---- DOCUMENT EXTRACT

Collaborative communities have the clearest disadvantages in working with a high-control platform. Communities often reject the concentration of power and control per se as part of their norms. Furthermore, they frequently resist the very types of ad hoc formal contracting mechanisms that might otherwise serve to protect them from expropriation.19 Instead, they tend to favor self-organization, informal relationships and transactions based on reciprocity and fairness. Of course, those attributes encourage information sharing and aggregation, but they are less effective for offering formal protections. The risk is that community members might be more reluctant to participate and share their efforts if they have to live in the shadow of a large, powerful, profit-seeking platform vendor.
But there are exceptions. For example, a company might be able to get away with imposing tight controls over external innovators (even a collaborative community of them) when its platform has a monopoly position in the market, leaving people with little choice but to comply. And past studies have shown that control and power can be successfully wielded over outside innovators if credible commitment mechanisms can be put into place to convince them that their efforts won’t be exploited. A company could, for instance, open its platform by transferring key intellectual property into the public domain or by making the platform compatible with competing systems. Of course, measures that relinquish control could undermine a company’s ability to wield control constructively in the first place. For that reason, a business might prefer to use other mechanisms (for example, relying on trust, a reputation for fairness, contractual commitments and a variety of organizational practices20) to assure external innovators that it will not abuse its power, all while retaining the discretion to exercise some control for constructively orchestrating the surrounding innovation ecosystem.

--------

■ **REQUIRED TASKS**:
(1) Answer these questions from the passage on platform control:
(a) What do collaborative communities tend to favor instead of formal contracting mechanisms?
(b) What two ways of opening a platform does the passage give as examples?
(c) Under what market condition might a company get away with imposing tight controls over external innovators?
(2) Decide whether each statement agrees with the passage on platform control:
(a) Collaborative communities often accept the concentration of power and control as part of their norms.
(b) Measures that relinquish control could weaken a company's ability to use control constructively.
(c) Relying on trust is one of the mechanisms a business might use to reassure external innovators.
(3) Carry on the passage on platform control, starting after its final sentence.

---- LISTED RECORDS

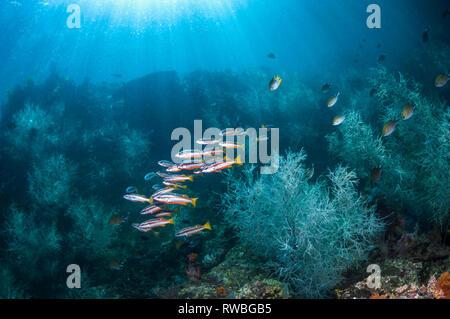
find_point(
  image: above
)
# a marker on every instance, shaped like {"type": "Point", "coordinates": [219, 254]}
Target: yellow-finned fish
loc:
{"type": "Point", "coordinates": [189, 231]}
{"type": "Point", "coordinates": [175, 199]}
{"type": "Point", "coordinates": [408, 111]}
{"type": "Point", "coordinates": [275, 83]}
{"type": "Point", "coordinates": [137, 198]}
{"type": "Point", "coordinates": [389, 127]}
{"type": "Point", "coordinates": [338, 120]}
{"type": "Point", "coordinates": [333, 100]}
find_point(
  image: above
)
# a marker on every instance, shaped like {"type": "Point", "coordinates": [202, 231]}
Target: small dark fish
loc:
{"type": "Point", "coordinates": [389, 127]}
{"type": "Point", "coordinates": [381, 58]}
{"type": "Point", "coordinates": [274, 84]}
{"type": "Point", "coordinates": [310, 172]}
{"type": "Point", "coordinates": [326, 87]}
{"type": "Point", "coordinates": [407, 111]}
{"type": "Point", "coordinates": [425, 37]}
{"type": "Point", "coordinates": [115, 264]}
{"type": "Point", "coordinates": [375, 174]}
{"type": "Point", "coordinates": [131, 189]}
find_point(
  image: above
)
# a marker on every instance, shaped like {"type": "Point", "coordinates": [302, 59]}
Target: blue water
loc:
{"type": "Point", "coordinates": [86, 113]}
{"type": "Point", "coordinates": [134, 38]}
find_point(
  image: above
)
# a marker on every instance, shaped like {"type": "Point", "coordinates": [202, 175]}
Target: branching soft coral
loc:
{"type": "Point", "coordinates": [91, 229]}
{"type": "Point", "coordinates": [32, 242]}
{"type": "Point", "coordinates": [50, 181]}
{"type": "Point", "coordinates": [308, 233]}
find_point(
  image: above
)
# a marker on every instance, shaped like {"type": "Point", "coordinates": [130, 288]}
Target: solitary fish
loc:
{"type": "Point", "coordinates": [274, 84]}
{"type": "Point", "coordinates": [441, 80]}
{"type": "Point", "coordinates": [310, 172]}
{"type": "Point", "coordinates": [389, 127]}
{"type": "Point", "coordinates": [175, 199]}
{"type": "Point", "coordinates": [375, 174]}
{"type": "Point", "coordinates": [333, 100]}
{"type": "Point", "coordinates": [189, 231]}
{"type": "Point", "coordinates": [149, 225]}
{"type": "Point", "coordinates": [325, 87]}
{"type": "Point", "coordinates": [408, 111]}
{"type": "Point", "coordinates": [338, 119]}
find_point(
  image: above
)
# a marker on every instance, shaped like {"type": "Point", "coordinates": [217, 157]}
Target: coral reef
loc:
{"type": "Point", "coordinates": [306, 235]}
{"type": "Point", "coordinates": [416, 270]}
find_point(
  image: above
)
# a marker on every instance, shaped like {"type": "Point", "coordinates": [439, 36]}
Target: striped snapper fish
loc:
{"type": "Point", "coordinates": [189, 231]}
{"type": "Point", "coordinates": [175, 199]}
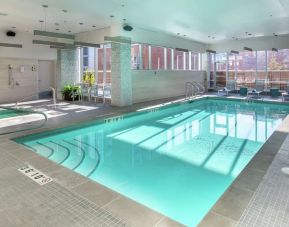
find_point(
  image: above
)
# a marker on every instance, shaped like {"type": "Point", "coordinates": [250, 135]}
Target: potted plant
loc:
{"type": "Point", "coordinates": [70, 92]}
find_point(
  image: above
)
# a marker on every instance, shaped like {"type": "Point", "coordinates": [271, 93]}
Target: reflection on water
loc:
{"type": "Point", "coordinates": [177, 161]}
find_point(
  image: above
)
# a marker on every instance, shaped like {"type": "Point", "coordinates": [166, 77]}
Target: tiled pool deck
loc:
{"type": "Point", "coordinates": [258, 197]}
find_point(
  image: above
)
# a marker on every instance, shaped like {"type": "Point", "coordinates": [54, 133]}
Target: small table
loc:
{"type": "Point", "coordinates": [274, 92]}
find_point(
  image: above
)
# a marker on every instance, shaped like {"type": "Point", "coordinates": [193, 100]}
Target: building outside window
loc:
{"type": "Point", "coordinates": [157, 58]}
{"type": "Point", "coordinates": [179, 60]}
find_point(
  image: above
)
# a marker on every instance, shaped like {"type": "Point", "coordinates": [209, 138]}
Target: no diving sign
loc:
{"type": "Point", "coordinates": [35, 175]}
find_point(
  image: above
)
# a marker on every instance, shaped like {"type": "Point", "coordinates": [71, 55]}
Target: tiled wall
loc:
{"type": "Point", "coordinates": [27, 81]}
{"type": "Point", "coordinates": [121, 83]}
{"type": "Point", "coordinates": [152, 85]}
{"type": "Point", "coordinates": [67, 70]}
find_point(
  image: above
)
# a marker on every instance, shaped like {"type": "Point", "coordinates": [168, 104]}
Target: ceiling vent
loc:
{"type": "Point", "coordinates": [127, 28]}
{"type": "Point", "coordinates": [11, 34]}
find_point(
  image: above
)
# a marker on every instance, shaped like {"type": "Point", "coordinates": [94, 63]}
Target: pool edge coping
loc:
{"type": "Point", "coordinates": [214, 214]}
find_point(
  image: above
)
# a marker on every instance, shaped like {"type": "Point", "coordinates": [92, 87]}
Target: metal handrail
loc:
{"type": "Point", "coordinates": [30, 112]}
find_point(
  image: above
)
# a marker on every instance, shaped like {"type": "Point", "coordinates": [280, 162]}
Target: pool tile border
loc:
{"type": "Point", "coordinates": [228, 210]}
{"type": "Point", "coordinates": [223, 213]}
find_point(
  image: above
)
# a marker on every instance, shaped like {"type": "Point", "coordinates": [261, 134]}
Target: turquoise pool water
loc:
{"type": "Point", "coordinates": [177, 160]}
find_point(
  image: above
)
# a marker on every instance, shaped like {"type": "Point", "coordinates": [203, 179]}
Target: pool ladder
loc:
{"type": "Point", "coordinates": [30, 111]}
{"type": "Point", "coordinates": [193, 88]}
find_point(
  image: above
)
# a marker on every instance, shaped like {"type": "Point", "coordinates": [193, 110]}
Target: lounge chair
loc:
{"type": "Point", "coordinates": [231, 87]}
{"type": "Point", "coordinates": [259, 88]}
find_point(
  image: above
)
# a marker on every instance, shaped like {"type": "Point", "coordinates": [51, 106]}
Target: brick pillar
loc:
{"type": "Point", "coordinates": [121, 81]}
{"type": "Point", "coordinates": [67, 71]}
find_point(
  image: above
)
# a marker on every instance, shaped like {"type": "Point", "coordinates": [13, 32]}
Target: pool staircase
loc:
{"type": "Point", "coordinates": [17, 125]}
{"type": "Point", "coordinates": [72, 153]}
{"type": "Point", "coordinates": [193, 89]}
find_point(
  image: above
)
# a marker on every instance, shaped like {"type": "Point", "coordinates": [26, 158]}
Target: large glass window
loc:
{"type": "Point", "coordinates": [278, 68]}
{"type": "Point", "coordinates": [178, 60]}
{"type": "Point", "coordinates": [195, 61]}
{"type": "Point", "coordinates": [232, 67]}
{"type": "Point", "coordinates": [221, 69]}
{"type": "Point", "coordinates": [145, 56]}
{"type": "Point", "coordinates": [169, 58]}
{"type": "Point", "coordinates": [246, 68]}
{"type": "Point", "coordinates": [157, 58]}
{"type": "Point", "coordinates": [261, 65]}
{"type": "Point", "coordinates": [88, 65]}
{"type": "Point", "coordinates": [135, 56]}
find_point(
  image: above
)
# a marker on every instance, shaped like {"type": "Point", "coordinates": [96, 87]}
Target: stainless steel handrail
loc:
{"type": "Point", "coordinates": [30, 112]}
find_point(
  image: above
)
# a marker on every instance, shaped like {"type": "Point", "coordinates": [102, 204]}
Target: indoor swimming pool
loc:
{"type": "Point", "coordinates": [177, 160]}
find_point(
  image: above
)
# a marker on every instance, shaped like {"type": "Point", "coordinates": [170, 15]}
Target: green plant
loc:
{"type": "Point", "coordinates": [70, 92]}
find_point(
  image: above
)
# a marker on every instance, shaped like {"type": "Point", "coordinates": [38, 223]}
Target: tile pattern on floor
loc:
{"type": "Point", "coordinates": [270, 203]}
{"type": "Point", "coordinates": [25, 203]}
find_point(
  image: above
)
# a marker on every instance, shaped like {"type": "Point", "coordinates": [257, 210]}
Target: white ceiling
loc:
{"type": "Point", "coordinates": [198, 20]}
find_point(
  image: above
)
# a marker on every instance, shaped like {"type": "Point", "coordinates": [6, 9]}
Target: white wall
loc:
{"type": "Point", "coordinates": [139, 35]}
{"type": "Point", "coordinates": [27, 56]}
{"type": "Point", "coordinates": [27, 81]}
{"type": "Point", "coordinates": [260, 43]}
{"type": "Point", "coordinates": [29, 50]}
{"type": "Point", "coordinates": [152, 85]}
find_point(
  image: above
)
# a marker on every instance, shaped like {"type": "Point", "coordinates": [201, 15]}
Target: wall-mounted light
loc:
{"type": "Point", "coordinates": [211, 51]}
{"type": "Point", "coordinates": [234, 52]}
{"type": "Point", "coordinates": [11, 45]}
{"type": "Point", "coordinates": [248, 49]}
{"type": "Point", "coordinates": [53, 34]}
{"type": "Point", "coordinates": [181, 49]}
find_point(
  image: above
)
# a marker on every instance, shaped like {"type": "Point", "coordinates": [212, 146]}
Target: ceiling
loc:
{"type": "Point", "coordinates": [207, 21]}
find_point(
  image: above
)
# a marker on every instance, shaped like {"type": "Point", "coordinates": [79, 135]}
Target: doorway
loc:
{"type": "Point", "coordinates": [46, 78]}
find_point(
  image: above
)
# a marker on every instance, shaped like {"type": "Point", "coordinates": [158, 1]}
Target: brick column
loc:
{"type": "Point", "coordinates": [121, 81]}
{"type": "Point", "coordinates": [67, 71]}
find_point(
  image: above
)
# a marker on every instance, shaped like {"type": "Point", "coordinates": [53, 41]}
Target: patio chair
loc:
{"type": "Point", "coordinates": [230, 87]}
{"type": "Point", "coordinates": [84, 92]}
{"type": "Point", "coordinates": [285, 95]}
{"type": "Point", "coordinates": [95, 92]}
{"type": "Point", "coordinates": [259, 88]}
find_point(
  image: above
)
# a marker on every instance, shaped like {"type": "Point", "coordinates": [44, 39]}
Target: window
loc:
{"type": "Point", "coordinates": [135, 56]}
{"type": "Point", "coordinates": [178, 60]}
{"type": "Point", "coordinates": [278, 68]}
{"type": "Point", "coordinates": [232, 67]}
{"type": "Point", "coordinates": [88, 65]}
{"type": "Point", "coordinates": [195, 61]}
{"type": "Point", "coordinates": [157, 58]}
{"type": "Point", "coordinates": [169, 58]}
{"type": "Point", "coordinates": [246, 68]}
{"type": "Point", "coordinates": [221, 69]}
{"type": "Point", "coordinates": [145, 56]}
{"type": "Point", "coordinates": [261, 65]}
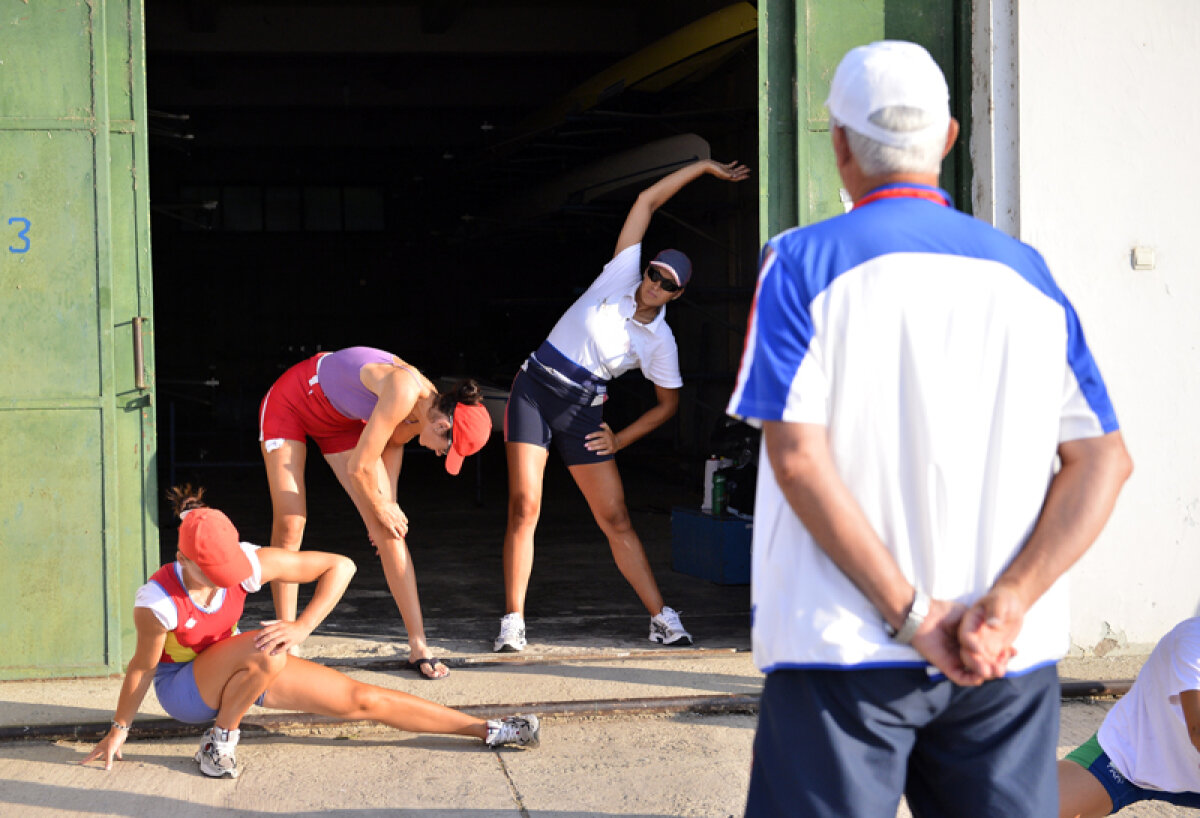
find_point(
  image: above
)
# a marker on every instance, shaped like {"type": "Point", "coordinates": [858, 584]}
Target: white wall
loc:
{"type": "Point", "coordinates": [1104, 101]}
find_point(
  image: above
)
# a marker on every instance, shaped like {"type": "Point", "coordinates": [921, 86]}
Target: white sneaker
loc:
{"type": "Point", "coordinates": [666, 629]}
{"type": "Point", "coordinates": [217, 752]}
{"type": "Point", "coordinates": [522, 731]}
{"type": "Point", "coordinates": [511, 638]}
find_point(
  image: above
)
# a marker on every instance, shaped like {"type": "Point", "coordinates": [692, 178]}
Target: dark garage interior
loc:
{"type": "Point", "coordinates": [400, 175]}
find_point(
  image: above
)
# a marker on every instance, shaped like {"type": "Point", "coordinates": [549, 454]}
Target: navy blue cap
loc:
{"type": "Point", "coordinates": [675, 263]}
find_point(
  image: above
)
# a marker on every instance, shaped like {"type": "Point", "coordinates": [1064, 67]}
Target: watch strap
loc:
{"type": "Point", "coordinates": [917, 613]}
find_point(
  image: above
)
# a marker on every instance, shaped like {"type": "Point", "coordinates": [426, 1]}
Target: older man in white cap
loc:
{"type": "Point", "coordinates": [917, 374]}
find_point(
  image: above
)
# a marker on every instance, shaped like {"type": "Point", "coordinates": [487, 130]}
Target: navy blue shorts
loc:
{"type": "Point", "coordinates": [543, 407]}
{"type": "Point", "coordinates": [840, 744]}
{"type": "Point", "coordinates": [174, 685]}
{"type": "Point", "coordinates": [1121, 791]}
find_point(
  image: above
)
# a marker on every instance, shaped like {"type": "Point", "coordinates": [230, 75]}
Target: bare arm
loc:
{"type": "Point", "coordinates": [397, 395]}
{"type": "Point", "coordinates": [138, 678]}
{"type": "Point", "coordinates": [660, 192]}
{"type": "Point", "coordinates": [1078, 505]}
{"type": "Point", "coordinates": [331, 572]}
{"type": "Point", "coordinates": [606, 441]}
{"type": "Point", "coordinates": [804, 469]}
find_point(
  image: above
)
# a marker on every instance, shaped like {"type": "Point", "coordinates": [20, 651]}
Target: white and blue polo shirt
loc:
{"type": "Point", "coordinates": [947, 366]}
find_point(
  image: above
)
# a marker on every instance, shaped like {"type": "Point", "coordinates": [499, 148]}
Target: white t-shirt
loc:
{"type": "Point", "coordinates": [153, 596]}
{"type": "Point", "coordinates": [947, 367]}
{"type": "Point", "coordinates": [599, 331]}
{"type": "Point", "coordinates": [1145, 734]}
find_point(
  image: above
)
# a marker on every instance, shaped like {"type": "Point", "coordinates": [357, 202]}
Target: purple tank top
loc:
{"type": "Point", "coordinates": [339, 377]}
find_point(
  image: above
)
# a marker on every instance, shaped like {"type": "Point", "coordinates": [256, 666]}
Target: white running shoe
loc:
{"type": "Point", "coordinates": [522, 731]}
{"type": "Point", "coordinates": [217, 752]}
{"type": "Point", "coordinates": [666, 629]}
{"type": "Point", "coordinates": [511, 638]}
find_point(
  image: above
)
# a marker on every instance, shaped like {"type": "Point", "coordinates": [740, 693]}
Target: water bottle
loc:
{"type": "Point", "coordinates": [718, 494]}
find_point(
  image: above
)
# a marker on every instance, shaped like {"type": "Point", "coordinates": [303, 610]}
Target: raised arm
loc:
{"type": "Point", "coordinates": [1078, 505]}
{"type": "Point", "coordinates": [805, 471]}
{"type": "Point", "coordinates": [331, 572]}
{"type": "Point", "coordinates": [660, 192]}
{"type": "Point", "coordinates": [138, 678]}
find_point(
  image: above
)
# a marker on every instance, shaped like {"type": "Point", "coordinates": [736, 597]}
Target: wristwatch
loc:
{"type": "Point", "coordinates": [917, 613]}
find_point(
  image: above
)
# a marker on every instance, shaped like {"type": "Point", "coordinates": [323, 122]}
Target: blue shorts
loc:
{"type": "Point", "coordinates": [839, 743]}
{"type": "Point", "coordinates": [544, 407]}
{"type": "Point", "coordinates": [1121, 791]}
{"type": "Point", "coordinates": [174, 684]}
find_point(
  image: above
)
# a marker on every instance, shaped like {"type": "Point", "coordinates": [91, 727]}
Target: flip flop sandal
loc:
{"type": "Point", "coordinates": [415, 667]}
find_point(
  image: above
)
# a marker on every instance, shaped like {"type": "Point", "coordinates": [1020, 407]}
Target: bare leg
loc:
{"type": "Point", "coordinates": [527, 467]}
{"type": "Point", "coordinates": [312, 687]}
{"type": "Point", "coordinates": [600, 483]}
{"type": "Point", "coordinates": [285, 475]}
{"type": "Point", "coordinates": [397, 569]}
{"type": "Point", "coordinates": [1080, 795]}
{"type": "Point", "coordinates": [232, 674]}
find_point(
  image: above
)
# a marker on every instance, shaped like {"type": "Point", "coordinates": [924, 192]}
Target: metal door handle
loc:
{"type": "Point", "coordinates": [139, 376]}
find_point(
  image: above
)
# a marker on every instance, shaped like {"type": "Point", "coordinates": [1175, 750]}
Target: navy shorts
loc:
{"type": "Point", "coordinates": [1121, 791]}
{"type": "Point", "coordinates": [174, 684]}
{"type": "Point", "coordinates": [544, 407]}
{"type": "Point", "coordinates": [847, 743]}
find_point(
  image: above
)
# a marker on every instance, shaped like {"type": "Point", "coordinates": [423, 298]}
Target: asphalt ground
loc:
{"type": "Point", "coordinates": [629, 728]}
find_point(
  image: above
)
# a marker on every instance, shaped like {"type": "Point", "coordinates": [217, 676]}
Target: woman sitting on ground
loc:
{"type": "Point", "coordinates": [1149, 745]}
{"type": "Point", "coordinates": [204, 671]}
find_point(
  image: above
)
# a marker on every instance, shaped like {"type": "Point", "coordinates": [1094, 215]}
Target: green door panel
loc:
{"type": "Point", "coordinates": [77, 425]}
{"type": "Point", "coordinates": [46, 48]}
{"type": "Point", "coordinates": [801, 54]}
{"type": "Point", "coordinates": [53, 521]}
{"type": "Point", "coordinates": [49, 288]}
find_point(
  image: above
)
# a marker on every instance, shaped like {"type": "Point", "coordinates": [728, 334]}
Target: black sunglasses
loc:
{"type": "Point", "coordinates": [666, 283]}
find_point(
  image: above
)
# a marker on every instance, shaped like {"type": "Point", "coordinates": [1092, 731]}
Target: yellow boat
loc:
{"type": "Point", "coordinates": [685, 54]}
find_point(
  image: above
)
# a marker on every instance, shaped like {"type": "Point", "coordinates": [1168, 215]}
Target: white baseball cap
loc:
{"type": "Point", "coordinates": [886, 73]}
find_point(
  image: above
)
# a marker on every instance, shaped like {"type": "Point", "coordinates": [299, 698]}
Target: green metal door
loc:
{"type": "Point", "coordinates": [77, 427]}
{"type": "Point", "coordinates": [799, 44]}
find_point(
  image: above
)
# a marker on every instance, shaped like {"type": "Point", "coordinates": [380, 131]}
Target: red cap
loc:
{"type": "Point", "coordinates": [472, 427]}
{"type": "Point", "coordinates": [209, 539]}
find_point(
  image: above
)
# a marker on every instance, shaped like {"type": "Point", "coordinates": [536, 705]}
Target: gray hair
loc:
{"type": "Point", "coordinates": [876, 158]}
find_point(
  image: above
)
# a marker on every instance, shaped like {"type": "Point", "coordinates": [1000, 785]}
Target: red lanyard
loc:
{"type": "Point", "coordinates": [904, 193]}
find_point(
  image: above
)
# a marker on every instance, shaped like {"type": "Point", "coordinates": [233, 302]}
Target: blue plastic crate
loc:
{"type": "Point", "coordinates": [714, 548]}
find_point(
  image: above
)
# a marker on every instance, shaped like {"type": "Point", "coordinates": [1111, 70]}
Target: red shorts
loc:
{"type": "Point", "coordinates": [297, 407]}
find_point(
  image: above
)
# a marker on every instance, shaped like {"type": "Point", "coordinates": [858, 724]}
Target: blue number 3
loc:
{"type": "Point", "coordinates": [23, 234]}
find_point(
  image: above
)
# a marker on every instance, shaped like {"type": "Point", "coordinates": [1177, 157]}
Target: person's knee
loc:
{"type": "Point", "coordinates": [288, 531]}
{"type": "Point", "coordinates": [269, 665]}
{"type": "Point", "coordinates": [523, 509]}
{"type": "Point", "coordinates": [365, 699]}
{"type": "Point", "coordinates": [615, 521]}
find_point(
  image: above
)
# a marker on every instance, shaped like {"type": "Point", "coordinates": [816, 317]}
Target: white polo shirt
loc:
{"type": "Point", "coordinates": [1145, 733]}
{"type": "Point", "coordinates": [947, 367]}
{"type": "Point", "coordinates": [599, 331]}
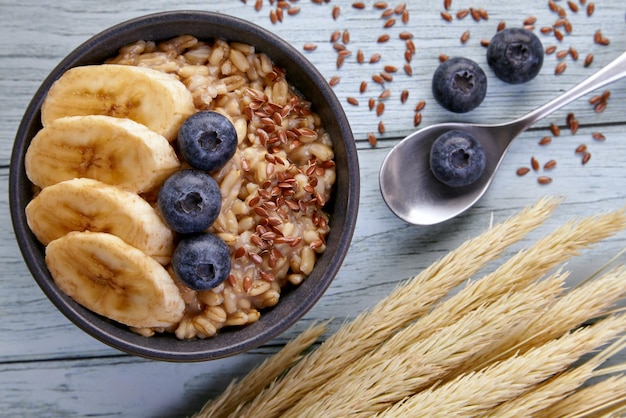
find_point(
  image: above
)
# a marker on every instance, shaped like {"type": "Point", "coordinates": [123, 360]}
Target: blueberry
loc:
{"type": "Point", "coordinates": [201, 261]}
{"type": "Point", "coordinates": [189, 201]}
{"type": "Point", "coordinates": [207, 140]}
{"type": "Point", "coordinates": [459, 85]}
{"type": "Point", "coordinates": [457, 159]}
{"type": "Point", "coordinates": [515, 55]}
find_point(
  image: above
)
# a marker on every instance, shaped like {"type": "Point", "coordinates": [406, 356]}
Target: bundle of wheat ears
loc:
{"type": "Point", "coordinates": [513, 343]}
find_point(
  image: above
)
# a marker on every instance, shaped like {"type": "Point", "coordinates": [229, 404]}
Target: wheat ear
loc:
{"type": "Point", "coordinates": [476, 393]}
{"type": "Point", "coordinates": [589, 300]}
{"type": "Point", "coordinates": [403, 305]}
{"type": "Point", "coordinates": [532, 403]}
{"type": "Point", "coordinates": [375, 383]}
{"type": "Point", "coordinates": [261, 376]}
{"type": "Point", "coordinates": [589, 400]}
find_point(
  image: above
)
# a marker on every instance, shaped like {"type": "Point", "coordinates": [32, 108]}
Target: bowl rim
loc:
{"type": "Point", "coordinates": [100, 328]}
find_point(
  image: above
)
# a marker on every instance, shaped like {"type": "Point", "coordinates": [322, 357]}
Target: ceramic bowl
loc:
{"type": "Point", "coordinates": [342, 207]}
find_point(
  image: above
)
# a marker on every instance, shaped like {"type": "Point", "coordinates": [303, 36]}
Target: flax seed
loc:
{"type": "Point", "coordinates": [544, 180]}
{"type": "Point", "coordinates": [560, 67]}
{"type": "Point", "coordinates": [389, 23]}
{"type": "Point", "coordinates": [572, 6]}
{"type": "Point", "coordinates": [558, 35]}
{"type": "Point", "coordinates": [549, 165]}
{"type": "Point", "coordinates": [598, 136]}
{"type": "Point", "coordinates": [380, 108]}
{"type": "Point", "coordinates": [387, 13]}
{"type": "Point", "coordinates": [545, 140]}
{"type": "Point", "coordinates": [336, 11]}
{"type": "Point", "coordinates": [446, 16]}
{"type": "Point", "coordinates": [404, 96]}
{"type": "Point", "coordinates": [586, 158]}
{"type": "Point", "coordinates": [534, 163]}
{"type": "Point", "coordinates": [384, 94]}
{"type": "Point", "coordinates": [417, 119]}
{"type": "Point", "coordinates": [465, 37]}
{"type": "Point", "coordinates": [568, 27]}
{"type": "Point", "coordinates": [371, 138]}
{"type": "Point", "coordinates": [345, 37]}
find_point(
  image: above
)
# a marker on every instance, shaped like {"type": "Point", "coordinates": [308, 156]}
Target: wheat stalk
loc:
{"type": "Point", "coordinates": [261, 376]}
{"type": "Point", "coordinates": [590, 399]}
{"type": "Point", "coordinates": [375, 383]}
{"type": "Point", "coordinates": [403, 305]}
{"type": "Point", "coordinates": [532, 403]}
{"type": "Point", "coordinates": [475, 393]}
{"type": "Point", "coordinates": [516, 273]}
{"type": "Point", "coordinates": [589, 300]}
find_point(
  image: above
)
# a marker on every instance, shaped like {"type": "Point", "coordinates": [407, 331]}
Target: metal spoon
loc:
{"type": "Point", "coordinates": [416, 196]}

--------

■ **TASK-BY-TASK RESULTS**:
(1)
(a) Self-organization, informal relationships and transactions based on reciprocity and fairness.
(b) Transferring key intellectual property into the public domain, or making the platform compatible with competing systems.
(c) When its platform has a monopoly position in the market.

(2)
(a) No: "Communities often reject the concentration of power and control per se as part of their norms."
(b) Yes: "measures that relinquish control could undermine a company’s ability to wield control constructively in the first place."
(c) Yes: "relying on trust, a reputation for fairness, contractual commitments and a variety of organizational practices"

(3)
The Next Generation
In developing an open strategy, executives will often have to reconcile tensions that emerge in trying to address each of the three basic issues: What’s the innovation, what’s the motivation of external innovators and what’s the business model? One advanced solution is to apply a market model to certain external innovators and a community design to others. In such a “mixed” approach, the challenge is to determine how the principles of open innovation described earlier might apply to individual groups of external innovators in different ways and then to construct the appropriate business model and open strategy accordingly. Take, for example, Microsoft Corp., which has traditionally been hostile to the entire open-source model. But Microsoft now realizes that important technological innovations can be developed in conjunction with the open-source community. So the company has assigned formal executive responsibilities for open-source strategy and has established a staff to assist with outbound and inbound open-source software. A recent effort that illustrates the mixed approach is Microsoft’s SharePoint, a server product that has traditional market-based competitors working on certain segments while an open-source community addresses other segments.
A company might also choose to implement a “nested” strategy, in which aspects of markets and communities are combined to achieve certain trade-offs. Consider TopCoder.com, a Web site that hosts ongoing competitions to connect talented programmers with companies that need software modules developed. On the one hand, TopCoder’s network of more than 180,000 developers competes fiercely to win the prize money associated with particular software modules. But after a competition is over, members collaborate actively in teaching one another the ins and outs of various successful approaches that can be used to solve tough programming problems. Given the inherent conflicts that can arise between markets and communities, mixed and nested approaches typically come with significant costs and considerable risks, and they should be deployed only with much caution and the appropriate attention to governing mechanisms.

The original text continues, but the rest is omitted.